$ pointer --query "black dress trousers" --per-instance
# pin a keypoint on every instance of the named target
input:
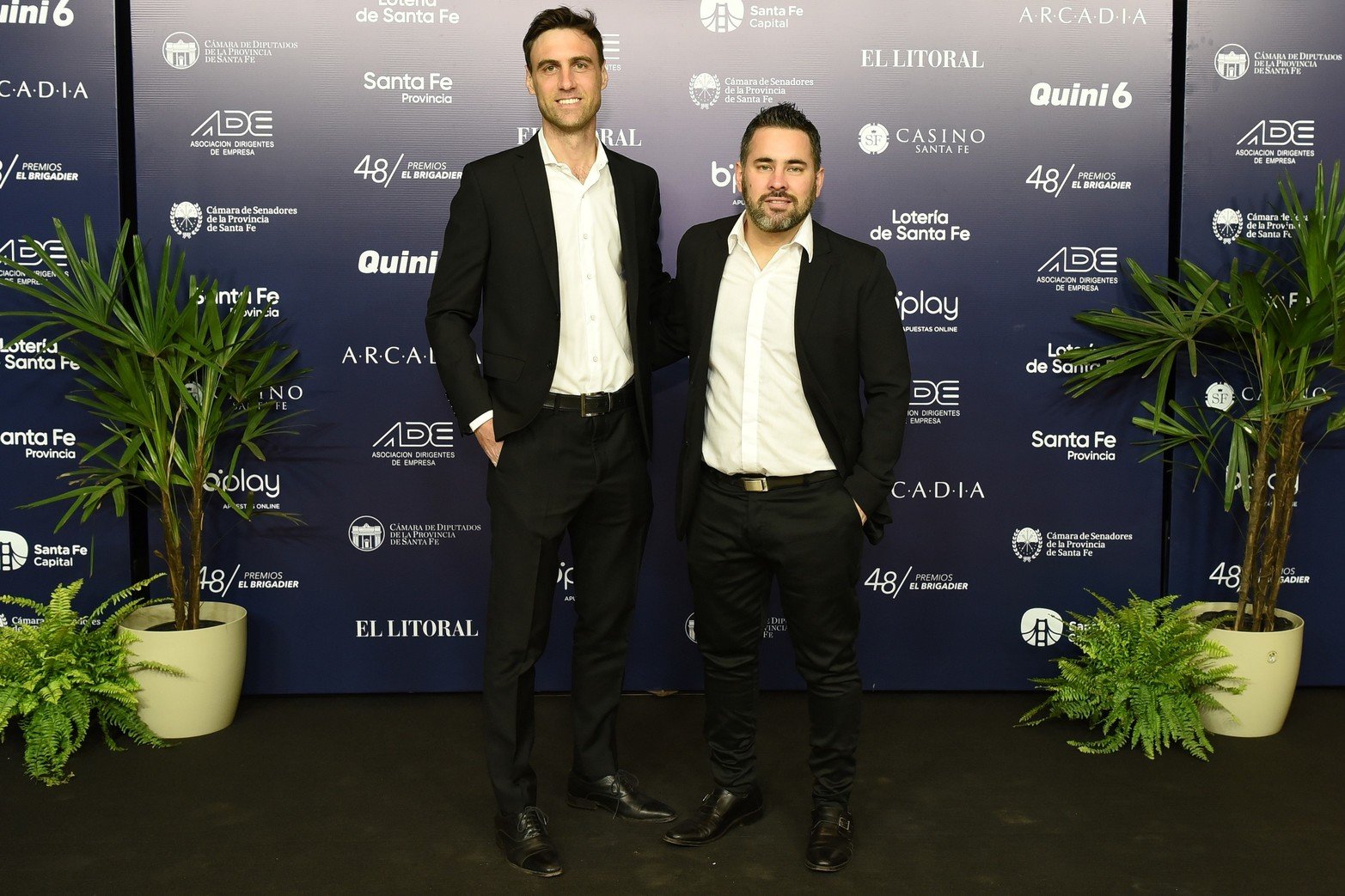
(587, 477)
(807, 539)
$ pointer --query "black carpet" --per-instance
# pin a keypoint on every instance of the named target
(388, 794)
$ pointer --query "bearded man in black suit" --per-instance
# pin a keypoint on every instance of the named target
(783, 468)
(553, 247)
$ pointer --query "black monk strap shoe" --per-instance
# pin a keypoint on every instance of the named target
(523, 836)
(718, 813)
(831, 838)
(618, 794)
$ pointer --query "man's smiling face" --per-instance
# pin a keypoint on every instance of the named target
(566, 80)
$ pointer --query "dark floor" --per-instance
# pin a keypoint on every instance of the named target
(388, 794)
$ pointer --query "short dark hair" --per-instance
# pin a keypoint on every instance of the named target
(783, 116)
(562, 18)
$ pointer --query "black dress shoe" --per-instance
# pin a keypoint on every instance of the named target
(831, 838)
(718, 813)
(616, 794)
(523, 836)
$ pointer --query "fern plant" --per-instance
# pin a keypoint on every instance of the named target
(55, 677)
(1145, 674)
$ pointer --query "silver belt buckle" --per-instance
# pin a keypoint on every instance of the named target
(596, 409)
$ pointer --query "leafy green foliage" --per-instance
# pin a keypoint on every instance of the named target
(64, 672)
(179, 387)
(1278, 328)
(1145, 674)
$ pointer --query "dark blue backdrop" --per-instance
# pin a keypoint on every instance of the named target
(1006, 159)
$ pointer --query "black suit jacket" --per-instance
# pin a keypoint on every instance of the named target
(499, 263)
(849, 342)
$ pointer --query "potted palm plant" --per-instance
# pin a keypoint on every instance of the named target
(1275, 327)
(179, 387)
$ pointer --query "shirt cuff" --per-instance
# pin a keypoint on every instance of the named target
(488, 415)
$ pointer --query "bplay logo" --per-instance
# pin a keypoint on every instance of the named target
(45, 12)
(721, 16)
(873, 137)
(1042, 627)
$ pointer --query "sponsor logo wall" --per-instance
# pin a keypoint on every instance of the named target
(58, 159)
(1263, 99)
(1004, 158)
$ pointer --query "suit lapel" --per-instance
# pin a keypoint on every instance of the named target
(537, 198)
(813, 273)
(626, 218)
(707, 284)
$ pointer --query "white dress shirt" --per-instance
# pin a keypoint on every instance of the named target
(756, 418)
(595, 351)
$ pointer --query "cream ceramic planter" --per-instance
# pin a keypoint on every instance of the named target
(205, 698)
(1269, 661)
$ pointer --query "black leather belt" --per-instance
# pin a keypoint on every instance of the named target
(592, 404)
(748, 482)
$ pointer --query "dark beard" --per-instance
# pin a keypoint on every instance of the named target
(771, 223)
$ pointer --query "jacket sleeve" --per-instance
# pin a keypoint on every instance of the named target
(670, 318)
(455, 301)
(885, 370)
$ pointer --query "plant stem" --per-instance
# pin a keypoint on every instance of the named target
(1255, 513)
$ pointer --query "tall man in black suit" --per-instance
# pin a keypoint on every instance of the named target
(554, 247)
(783, 467)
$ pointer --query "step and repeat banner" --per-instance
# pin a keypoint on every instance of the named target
(1005, 158)
(58, 159)
(1263, 97)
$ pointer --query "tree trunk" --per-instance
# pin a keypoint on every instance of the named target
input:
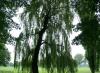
(37, 49)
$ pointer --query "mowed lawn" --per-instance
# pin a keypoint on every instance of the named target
(84, 70)
(11, 70)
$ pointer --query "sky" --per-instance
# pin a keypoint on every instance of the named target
(75, 49)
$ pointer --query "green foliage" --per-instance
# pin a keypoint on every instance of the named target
(4, 55)
(90, 28)
(78, 58)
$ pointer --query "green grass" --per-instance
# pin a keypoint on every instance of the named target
(42, 70)
(6, 69)
(84, 70)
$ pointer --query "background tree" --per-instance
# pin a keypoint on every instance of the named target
(48, 24)
(79, 58)
(89, 25)
(4, 55)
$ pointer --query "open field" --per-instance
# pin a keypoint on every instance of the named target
(11, 70)
(84, 70)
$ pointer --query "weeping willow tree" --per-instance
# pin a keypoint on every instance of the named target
(90, 27)
(47, 23)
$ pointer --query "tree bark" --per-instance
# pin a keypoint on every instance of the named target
(37, 49)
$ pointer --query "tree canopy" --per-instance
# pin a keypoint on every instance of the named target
(46, 28)
(4, 55)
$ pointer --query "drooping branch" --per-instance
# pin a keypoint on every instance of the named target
(37, 49)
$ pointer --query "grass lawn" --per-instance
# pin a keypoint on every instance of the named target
(11, 70)
(84, 70)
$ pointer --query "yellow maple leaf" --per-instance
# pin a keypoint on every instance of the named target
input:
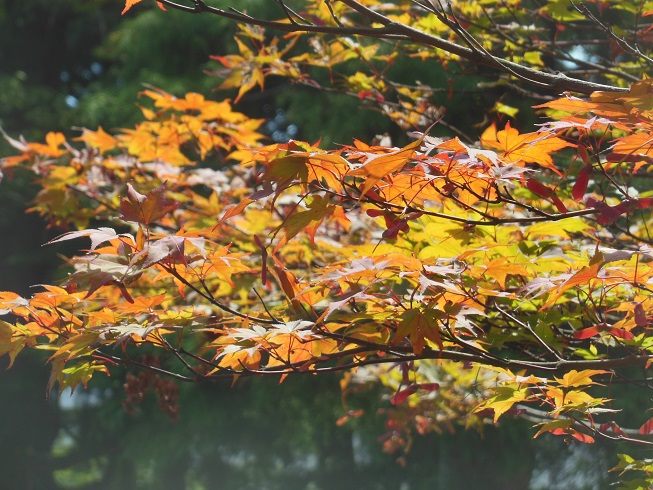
(520, 149)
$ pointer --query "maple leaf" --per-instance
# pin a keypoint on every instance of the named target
(146, 208)
(97, 236)
(379, 166)
(128, 5)
(167, 247)
(524, 148)
(99, 139)
(579, 378)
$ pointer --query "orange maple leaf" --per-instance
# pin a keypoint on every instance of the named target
(128, 5)
(525, 148)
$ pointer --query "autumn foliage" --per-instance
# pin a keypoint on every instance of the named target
(476, 280)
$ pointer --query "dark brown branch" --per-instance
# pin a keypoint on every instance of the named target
(396, 31)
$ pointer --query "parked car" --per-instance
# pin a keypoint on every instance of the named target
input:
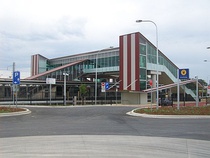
(165, 102)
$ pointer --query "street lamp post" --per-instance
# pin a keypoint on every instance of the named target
(64, 91)
(157, 95)
(96, 72)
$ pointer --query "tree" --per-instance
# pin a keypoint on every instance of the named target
(83, 92)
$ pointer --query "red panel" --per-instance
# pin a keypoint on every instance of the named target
(129, 61)
(121, 63)
(137, 41)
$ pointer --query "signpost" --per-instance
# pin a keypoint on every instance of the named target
(50, 81)
(15, 81)
(181, 74)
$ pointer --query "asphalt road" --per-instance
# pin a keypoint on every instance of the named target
(107, 130)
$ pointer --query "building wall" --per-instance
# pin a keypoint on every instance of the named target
(129, 62)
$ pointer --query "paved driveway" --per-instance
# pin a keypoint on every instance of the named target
(101, 131)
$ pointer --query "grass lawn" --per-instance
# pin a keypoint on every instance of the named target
(10, 109)
(184, 110)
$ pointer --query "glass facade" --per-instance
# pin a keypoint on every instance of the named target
(108, 61)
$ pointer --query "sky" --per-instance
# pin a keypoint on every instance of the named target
(56, 28)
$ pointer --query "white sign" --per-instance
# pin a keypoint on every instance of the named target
(50, 81)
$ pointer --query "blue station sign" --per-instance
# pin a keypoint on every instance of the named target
(183, 73)
(16, 77)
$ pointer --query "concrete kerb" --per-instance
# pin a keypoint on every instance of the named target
(25, 112)
(133, 113)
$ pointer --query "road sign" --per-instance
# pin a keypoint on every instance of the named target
(103, 87)
(183, 73)
(50, 81)
(16, 77)
(107, 85)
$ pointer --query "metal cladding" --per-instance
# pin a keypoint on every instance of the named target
(129, 62)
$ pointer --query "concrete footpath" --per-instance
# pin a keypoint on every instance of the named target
(110, 146)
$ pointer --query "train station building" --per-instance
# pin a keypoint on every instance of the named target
(127, 70)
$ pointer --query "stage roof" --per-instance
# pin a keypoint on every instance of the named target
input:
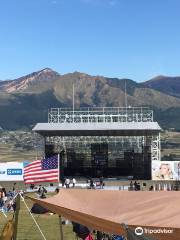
(98, 129)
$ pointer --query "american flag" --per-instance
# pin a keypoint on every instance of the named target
(45, 170)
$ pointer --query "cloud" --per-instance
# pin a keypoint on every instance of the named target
(111, 3)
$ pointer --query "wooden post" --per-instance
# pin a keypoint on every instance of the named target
(16, 216)
(60, 228)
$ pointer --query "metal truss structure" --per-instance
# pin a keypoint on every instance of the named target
(156, 147)
(105, 114)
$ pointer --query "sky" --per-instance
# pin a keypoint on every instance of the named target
(136, 39)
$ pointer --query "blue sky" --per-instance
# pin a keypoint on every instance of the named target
(137, 39)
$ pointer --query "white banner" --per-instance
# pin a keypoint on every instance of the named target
(165, 170)
(11, 171)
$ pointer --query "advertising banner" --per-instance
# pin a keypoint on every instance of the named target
(11, 171)
(165, 170)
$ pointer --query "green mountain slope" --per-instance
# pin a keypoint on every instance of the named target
(25, 101)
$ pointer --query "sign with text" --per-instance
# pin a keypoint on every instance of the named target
(11, 171)
(165, 170)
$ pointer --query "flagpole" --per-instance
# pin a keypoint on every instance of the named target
(58, 169)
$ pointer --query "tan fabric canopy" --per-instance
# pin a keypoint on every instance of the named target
(107, 210)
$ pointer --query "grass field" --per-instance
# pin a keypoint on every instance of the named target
(48, 223)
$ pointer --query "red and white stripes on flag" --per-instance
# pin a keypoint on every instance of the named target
(45, 170)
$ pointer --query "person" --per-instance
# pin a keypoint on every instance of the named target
(164, 172)
(91, 184)
(101, 182)
(57, 190)
(138, 186)
(67, 182)
(14, 187)
(131, 186)
(1, 199)
(74, 182)
(32, 186)
(135, 186)
(63, 181)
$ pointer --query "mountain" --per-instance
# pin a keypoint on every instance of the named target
(26, 100)
(165, 84)
(44, 76)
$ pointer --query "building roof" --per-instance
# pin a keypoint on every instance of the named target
(97, 129)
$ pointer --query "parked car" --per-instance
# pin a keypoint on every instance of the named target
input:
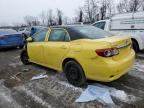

----------

**Exercise goal**
Find each row above that contains the string "road", matching case exactly, and copy every such row in full.

**Problem solution**
$ pointer --query "asphalt road" --per-instance
$ pointer --query "road sign" --per-instance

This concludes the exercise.